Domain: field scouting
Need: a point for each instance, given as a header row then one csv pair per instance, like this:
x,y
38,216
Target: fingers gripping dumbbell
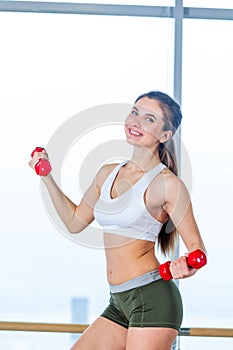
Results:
x,y
42,167
195,259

● ● ● ● ●

* Exercise directions: Change every "dumbbell" in these lines to "kettlebell", keep everything else the same, and leave out the pictures.

* Output for this exercise:
Domain: field scouting
Need: a point for each instance, given as a header row then one csv pair per instance, like this:
x,y
38,216
Target: fingers gripping kettlebell
Results:
x,y
42,167
195,259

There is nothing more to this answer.